ASSIGNMENT: Could you set down the lines below, from the one containing "Get bounding boxes for snow-capped" through the final line, exactly as written?
○ ○ ○ ○ ○
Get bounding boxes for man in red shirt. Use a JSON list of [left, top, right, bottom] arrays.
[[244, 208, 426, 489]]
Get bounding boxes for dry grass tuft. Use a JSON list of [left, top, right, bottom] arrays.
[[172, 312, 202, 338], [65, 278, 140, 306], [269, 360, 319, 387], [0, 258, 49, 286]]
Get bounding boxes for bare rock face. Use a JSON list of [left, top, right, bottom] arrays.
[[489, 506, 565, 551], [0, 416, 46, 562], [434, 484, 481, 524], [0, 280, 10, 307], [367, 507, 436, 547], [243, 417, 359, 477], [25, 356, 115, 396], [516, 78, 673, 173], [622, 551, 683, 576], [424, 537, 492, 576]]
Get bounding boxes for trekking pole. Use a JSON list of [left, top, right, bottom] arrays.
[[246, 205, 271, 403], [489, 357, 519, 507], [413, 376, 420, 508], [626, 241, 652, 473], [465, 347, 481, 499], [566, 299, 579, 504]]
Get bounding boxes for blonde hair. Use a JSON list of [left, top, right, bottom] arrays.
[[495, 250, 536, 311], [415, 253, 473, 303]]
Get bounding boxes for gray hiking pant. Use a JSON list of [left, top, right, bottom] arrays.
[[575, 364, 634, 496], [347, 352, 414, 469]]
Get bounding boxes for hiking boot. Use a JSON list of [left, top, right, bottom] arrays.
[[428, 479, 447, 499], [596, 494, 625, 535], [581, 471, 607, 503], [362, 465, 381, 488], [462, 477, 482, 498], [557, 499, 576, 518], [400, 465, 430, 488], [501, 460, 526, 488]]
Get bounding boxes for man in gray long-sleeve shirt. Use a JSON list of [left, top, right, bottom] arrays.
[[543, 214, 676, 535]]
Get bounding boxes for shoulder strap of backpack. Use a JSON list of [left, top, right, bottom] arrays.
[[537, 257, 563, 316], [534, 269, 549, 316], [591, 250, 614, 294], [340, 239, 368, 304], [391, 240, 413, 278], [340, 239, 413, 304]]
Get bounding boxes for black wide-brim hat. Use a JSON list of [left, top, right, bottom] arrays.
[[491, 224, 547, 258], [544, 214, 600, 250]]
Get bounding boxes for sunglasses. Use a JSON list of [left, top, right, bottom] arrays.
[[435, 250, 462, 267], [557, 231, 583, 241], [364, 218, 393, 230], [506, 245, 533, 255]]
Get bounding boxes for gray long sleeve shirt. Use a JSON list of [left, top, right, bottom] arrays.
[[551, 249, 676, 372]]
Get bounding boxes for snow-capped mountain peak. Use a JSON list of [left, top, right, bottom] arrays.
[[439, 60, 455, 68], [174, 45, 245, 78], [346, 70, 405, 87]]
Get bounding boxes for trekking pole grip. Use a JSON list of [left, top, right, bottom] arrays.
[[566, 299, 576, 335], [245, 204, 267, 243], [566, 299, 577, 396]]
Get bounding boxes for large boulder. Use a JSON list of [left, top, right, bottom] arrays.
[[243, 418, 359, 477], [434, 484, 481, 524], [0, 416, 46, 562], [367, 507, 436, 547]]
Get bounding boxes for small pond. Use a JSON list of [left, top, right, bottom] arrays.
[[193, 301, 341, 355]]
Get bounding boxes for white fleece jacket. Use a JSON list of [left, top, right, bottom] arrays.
○ ○ ○ ○ ○
WRITTEN ANSWER:
Get bounding boxes for snow-capped mountain peak. Use a JSON list of [left, top, right, bottom] arrays.
[[439, 60, 455, 68], [174, 45, 245, 78], [346, 70, 405, 87]]
Get bounding boxes for trekking pole grip. Use a JSON list of [left, top, right, bottom] arrays.
[[566, 299, 576, 335], [245, 204, 267, 243], [566, 299, 577, 396]]
Get bounding boxes for large boulder. Use a JSON list of [left, top, right, bottom] arrays.
[[243, 418, 359, 477], [434, 484, 481, 524], [0, 416, 46, 562], [367, 507, 436, 547]]
Get bounding boxes for small pond. Use a JSON list of [left, top, right, bottom] arrays.
[[193, 301, 341, 355]]
Get bounding boxes for white fleece jacket. Use a JSON list of [left, top, right, bottom] arrays.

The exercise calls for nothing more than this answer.